**DO THIS**
Give every entry again, word for word and in full.

**RECORDS**
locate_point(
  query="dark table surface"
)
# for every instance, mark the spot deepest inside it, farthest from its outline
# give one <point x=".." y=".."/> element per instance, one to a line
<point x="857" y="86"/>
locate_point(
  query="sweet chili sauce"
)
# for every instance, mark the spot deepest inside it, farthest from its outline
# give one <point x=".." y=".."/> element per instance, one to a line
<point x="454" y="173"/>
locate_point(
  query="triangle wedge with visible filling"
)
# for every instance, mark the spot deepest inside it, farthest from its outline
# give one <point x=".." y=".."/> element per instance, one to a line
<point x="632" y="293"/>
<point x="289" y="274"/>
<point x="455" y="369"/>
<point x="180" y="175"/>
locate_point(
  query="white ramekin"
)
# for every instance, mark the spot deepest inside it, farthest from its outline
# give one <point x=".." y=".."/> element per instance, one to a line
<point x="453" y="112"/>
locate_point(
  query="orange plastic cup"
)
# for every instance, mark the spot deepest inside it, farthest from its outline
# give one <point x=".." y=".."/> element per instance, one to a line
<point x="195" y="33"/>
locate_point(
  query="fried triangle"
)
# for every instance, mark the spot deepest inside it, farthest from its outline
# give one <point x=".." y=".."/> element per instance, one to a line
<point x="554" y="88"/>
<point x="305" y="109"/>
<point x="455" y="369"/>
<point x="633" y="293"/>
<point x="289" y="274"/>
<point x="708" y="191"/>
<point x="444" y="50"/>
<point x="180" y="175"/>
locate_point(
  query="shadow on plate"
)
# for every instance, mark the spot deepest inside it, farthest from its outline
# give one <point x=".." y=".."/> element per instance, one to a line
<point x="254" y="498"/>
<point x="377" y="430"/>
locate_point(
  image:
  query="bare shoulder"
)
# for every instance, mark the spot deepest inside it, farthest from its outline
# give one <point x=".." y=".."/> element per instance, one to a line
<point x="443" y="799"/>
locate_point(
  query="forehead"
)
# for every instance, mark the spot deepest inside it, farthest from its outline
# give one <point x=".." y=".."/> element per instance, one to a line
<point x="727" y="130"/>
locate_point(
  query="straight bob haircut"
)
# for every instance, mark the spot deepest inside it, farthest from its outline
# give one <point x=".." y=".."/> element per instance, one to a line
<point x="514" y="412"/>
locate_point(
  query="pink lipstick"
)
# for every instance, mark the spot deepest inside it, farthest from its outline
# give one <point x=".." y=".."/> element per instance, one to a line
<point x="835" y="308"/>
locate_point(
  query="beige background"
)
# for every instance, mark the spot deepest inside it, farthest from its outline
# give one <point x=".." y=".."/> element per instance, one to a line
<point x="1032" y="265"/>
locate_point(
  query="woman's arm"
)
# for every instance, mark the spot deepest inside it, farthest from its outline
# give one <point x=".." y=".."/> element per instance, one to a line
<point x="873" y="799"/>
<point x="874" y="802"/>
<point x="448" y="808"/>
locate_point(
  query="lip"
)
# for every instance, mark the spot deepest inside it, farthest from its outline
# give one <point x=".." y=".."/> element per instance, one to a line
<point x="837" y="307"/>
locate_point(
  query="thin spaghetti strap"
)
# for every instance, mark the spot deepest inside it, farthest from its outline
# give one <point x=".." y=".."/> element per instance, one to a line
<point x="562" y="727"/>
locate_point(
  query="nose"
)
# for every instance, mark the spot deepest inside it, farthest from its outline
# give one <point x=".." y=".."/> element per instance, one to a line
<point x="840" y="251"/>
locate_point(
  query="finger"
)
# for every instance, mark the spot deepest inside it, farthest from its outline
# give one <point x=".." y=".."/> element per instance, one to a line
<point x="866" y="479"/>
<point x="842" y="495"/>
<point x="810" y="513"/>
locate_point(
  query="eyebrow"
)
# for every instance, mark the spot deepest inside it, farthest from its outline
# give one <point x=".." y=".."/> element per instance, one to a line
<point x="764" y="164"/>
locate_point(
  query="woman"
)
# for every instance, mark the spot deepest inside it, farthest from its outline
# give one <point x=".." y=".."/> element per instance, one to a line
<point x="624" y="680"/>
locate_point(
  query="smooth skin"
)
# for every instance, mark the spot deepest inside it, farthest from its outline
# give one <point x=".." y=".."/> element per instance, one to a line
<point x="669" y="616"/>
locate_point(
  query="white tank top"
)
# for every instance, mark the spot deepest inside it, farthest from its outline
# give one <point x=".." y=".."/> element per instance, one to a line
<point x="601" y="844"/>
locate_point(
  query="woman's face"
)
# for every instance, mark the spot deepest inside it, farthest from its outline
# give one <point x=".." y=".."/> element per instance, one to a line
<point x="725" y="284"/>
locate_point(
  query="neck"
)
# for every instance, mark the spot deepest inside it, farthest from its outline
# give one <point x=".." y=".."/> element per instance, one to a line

**FULL OUTPUT**
locate_point(
  query="dark table surface"
)
# for every instance, mark the spot deepest inside it, farthest from its outline
# give one <point x=".." y=".."/> element per instance, one to a line
<point x="857" y="86"/>
locate_point(
  query="sweet chili sauce"
)
# for every instance, mark the spot deepest inside it, farthest from its outline
# give one <point x=".." y=".."/> element per instance, one to a line
<point x="454" y="173"/>
locate_point(
  query="triangle wedge with visible filling"
)
# for every instance, mark the spot deepest inside it, farthest from its outline
# give one <point x=".." y=".."/> element per instance, one to a line
<point x="632" y="293"/>
<point x="289" y="274"/>
<point x="455" y="369"/>
<point x="180" y="175"/>
locate_point(
  query="white ramekin"
)
# for every instance, mark the spot deepest inside it, farthest from its outline
# give one <point x=".." y=".."/> element per instance, one to a line
<point x="453" y="112"/>
locate_point(
  query="orange plastic cup"
)
# for every instance, mark the spot deepest inside it, farthest from its outline
# give one <point x=".." y=".."/> element per instance, one to a line
<point x="195" y="33"/>
locate_point(
  query="fried triangle"
)
# for every instance, mark the spot deepest inside it, farthest from its outline
# give one <point x=".." y=".."/> element per instance, one to a line
<point x="554" y="88"/>
<point x="305" y="109"/>
<point x="455" y="369"/>
<point x="633" y="293"/>
<point x="289" y="274"/>
<point x="708" y="191"/>
<point x="444" y="50"/>
<point x="180" y="175"/>
locate_point(
  query="shadow on plate"
)
# for every instance, mark the spot deepest inside it, farthest from its outline
# give one <point x=".." y=".."/> element per instance, one to a line
<point x="254" y="498"/>
<point x="377" y="430"/>
locate_point(
  image:
  query="bare shoulder"
)
# for every instance, mark the spot deepest inside it, farthest from its outline
# give one <point x=".." y=".."/> element per instance, one to a line
<point x="443" y="799"/>
locate_point(
  query="forehead"
)
# for every instance, mark the spot deepest inside it, farthest from its outline
# give one <point x=".." y=".."/> element per instance, one to a line
<point x="727" y="130"/>
locate_point(
  query="straight bob haircut"
)
# for every instance, mark the spot deepest inside it, farthest from its outline
# give one <point x=".." y=".."/> element per instance, one to a line
<point x="514" y="412"/>
locate_point(
  query="pink lipstick"
)
# for every instance, mark the spot deepest inside it, farthest from its outline
# give one <point x=".." y=".."/> element per instance, one to a line
<point x="835" y="308"/>
locate_point(
  query="beige background"
)
# for every instance, mark the spot deepest inside it, farthest from its outline
# give one <point x=".." y=".."/> element per instance, one to a line
<point x="1032" y="265"/>
locate_point(
  query="woman's arm"
)
# for every instance, mark the spot deepest inside it, farthest from its outline
# give one <point x=".." y=".."/> element per instance, one to a line
<point x="873" y="799"/>
<point x="874" y="802"/>
<point x="448" y="808"/>
locate_point(
  query="lip"
)
# for every instance, mark the spot deepest inside it, farthest from its outline
# give one <point x=".." y=".."/> element per instance, one to a line
<point x="837" y="307"/>
locate_point(
  query="thin spaghetti strap"
)
# for every instance, mark the spot deepest inside it, farthest from its outline
# give one <point x=".." y=".."/> element per instance, one to a line
<point x="562" y="727"/>
locate_point(
  query="nose"
)
# for every instance, mark the spot deepest inside it, farthest from its outline
# give one <point x=".." y=".."/> element per instance, one to a line
<point x="840" y="251"/>
locate_point(
  query="finger"
)
# for every instance, mark the spot deepest inside it, farthest from its outline
# give one <point x=".." y=".."/> element per instance, one to a line
<point x="866" y="479"/>
<point x="842" y="495"/>
<point x="810" y="513"/>
locate_point(
  query="eyebrow"
)
# for every instance, mark the spot deepest inside it, farthest from its outline
# give one <point x=".." y=".."/> element per instance, one to a line
<point x="764" y="164"/>
locate_point(
  query="woman"
)
# for every instance, mark the spot deepest inside it, farthest from its outline
# give one <point x=".." y=".."/> element per instance, one to a line
<point x="624" y="680"/>
locate_point(
  query="smooth skin"
)
# for every instance, mark the spot deepest inside it, farthest from its outline
# give one <point x=".." y=".."/> element per instance, one to a line
<point x="669" y="616"/>
locate_point(
  query="white tank top"
)
# for every instance, mark the spot deepest inside it, farthest from its outline
# give one <point x=".." y=".."/> element per instance, one to a line
<point x="601" y="844"/>
locate_point(
  query="woman's face"
)
# for every instance, mark the spot deepest inside it, farthest from its outline
# give one <point x=".." y=".."/> element per instance, one to a line
<point x="725" y="284"/>
locate_point(
  query="neck"
)
# for every instance, mark the spot deepest inside it, farthest from its outline
# give one <point x=".." y=".."/> element per instance, one to a line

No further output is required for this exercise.